SHORT TASK – Rewrite every line of the entries below, leaving out only the pictures. Scale each point coordinate by 0.6 and round it to a whole number, rounding halves up.

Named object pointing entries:
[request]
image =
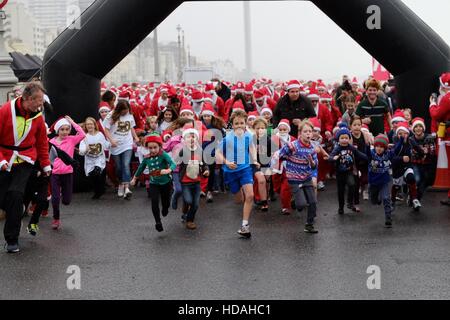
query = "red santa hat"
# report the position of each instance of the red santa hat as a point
(240, 87)
(207, 97)
(208, 110)
(313, 94)
(164, 88)
(59, 123)
(166, 134)
(293, 84)
(418, 121)
(444, 80)
(187, 108)
(259, 95)
(284, 122)
(104, 106)
(209, 88)
(321, 85)
(237, 105)
(197, 96)
(365, 128)
(266, 109)
(402, 126)
(248, 89)
(398, 116)
(125, 95)
(316, 123)
(325, 97)
(154, 138)
(253, 115)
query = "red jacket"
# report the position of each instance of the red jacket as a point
(34, 138)
(325, 117)
(440, 113)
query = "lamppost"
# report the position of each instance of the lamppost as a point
(7, 77)
(180, 72)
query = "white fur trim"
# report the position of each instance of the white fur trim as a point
(401, 128)
(266, 110)
(60, 123)
(189, 131)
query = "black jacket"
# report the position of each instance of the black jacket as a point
(286, 109)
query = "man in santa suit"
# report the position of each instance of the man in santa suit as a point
(263, 101)
(440, 116)
(217, 102)
(279, 179)
(159, 103)
(23, 141)
(322, 113)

REPLY –
[request]
image =
query = "red santa hat"
# report the position of each instance of the red santa hat as a point
(144, 52)
(124, 58)
(125, 66)
(188, 56)
(98, 53)
(35, 74)
(100, 80)
(176, 50)
(251, 73)
(266, 48)
(112, 65)
(155, 57)
(170, 73)
(62, 64)
(125, 53)
(193, 51)
(142, 63)
(118, 58)
(219, 77)
(160, 65)
(241, 76)
(149, 53)
(239, 70)
(75, 57)
(190, 74)
(195, 58)
(92, 83)
(152, 69)
query = "red jacket"
# report the position of each instance of the red jacket as a point
(20, 83)
(195, 70)
(264, 68)
query = "lamppost"
# report the position of each instance of the lamppost as a point
(4, 46)
(108, 43)
query = "white fur trim"
# report the position of each instance of the white fur trim as a point
(241, 77)
(160, 66)
(36, 74)
(113, 79)
query = "black jacket"
# report the position of each instance of the black jacket as a point
(172, 65)
query = "man in santa suit"
# report the position of each instance of the man in santa suit as a point
(158, 61)
(264, 70)
(130, 61)
(167, 107)
(95, 62)
(14, 85)
(193, 68)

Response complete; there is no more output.